• What this exercise asks:
• A. In the blog post about the night all three kids were away, where were the children spending the night?
• B. Pick up the blog post about the night all three kids were away right after its last sentence and carry it forward.

Friday, July 19, 2013

My Other Jewelry

A story of last night.
It was a night of rare proportions: ALL THREE KIDS WERE OUT OF THE HOUSE. They were spending the night at camp, sleeping in sleeping bags under the moon and stars. 
My youngest, the seven-year-old, has slept away from home without us, oh, maybe twice in his life. That's all. The older two teenagers have obviously spent many nights away, sometimes with friends, sometimes with relatives, sometimes not even sleeping, just going off to different places. They can do that; they're young.
But they don't always spend the night away at the same time. And in any case, it's not the same when just two out of three of your children are out of the house: you've still got one child left on your hands. Even if he's a sound sleeper, even if he goes to bed early, even if you know theoretically he's not going to hear a thing...you know he's there, he's your responsibility, and sometimes, shit happens.

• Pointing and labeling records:
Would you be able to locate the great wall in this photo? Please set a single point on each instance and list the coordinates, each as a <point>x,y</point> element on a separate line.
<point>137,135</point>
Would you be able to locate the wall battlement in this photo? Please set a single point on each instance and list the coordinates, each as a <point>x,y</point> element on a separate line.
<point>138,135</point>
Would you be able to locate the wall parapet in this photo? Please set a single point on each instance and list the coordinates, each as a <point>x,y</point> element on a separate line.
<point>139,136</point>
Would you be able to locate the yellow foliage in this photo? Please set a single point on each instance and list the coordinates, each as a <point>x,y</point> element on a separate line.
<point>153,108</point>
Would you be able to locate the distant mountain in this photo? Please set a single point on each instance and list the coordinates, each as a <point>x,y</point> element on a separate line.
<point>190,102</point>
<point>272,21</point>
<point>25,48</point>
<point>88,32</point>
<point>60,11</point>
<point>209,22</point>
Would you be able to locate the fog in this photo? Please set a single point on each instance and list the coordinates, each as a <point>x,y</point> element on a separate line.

• Task responses:
• A. At camp, sleeping in sleeping bags under the moon and stars.

• B.
But last night was different. Last night, all the kids were gone. No children. Nada. We had the house to ourselves.

"You want to go out for dinner?" Husband called to ask me as I was driving home. Another rarity: he had gotten home before me.
"No," I replied. "I'd rather stay in and cuddle."
"Sounds good."
"Naked."
"Sounds better."

When I got home, he was on his computer, and by the looks of it, I could tell he was dealing with something work related, and he would be on it for a while. I went upstairs, got naked, and washed (inside and out).
Later I called down, "Husband? How long are you going to be?"
"A few minutes."

This is always a lie. A "few minutes" is never a few minutes. Sometimes, it's hours.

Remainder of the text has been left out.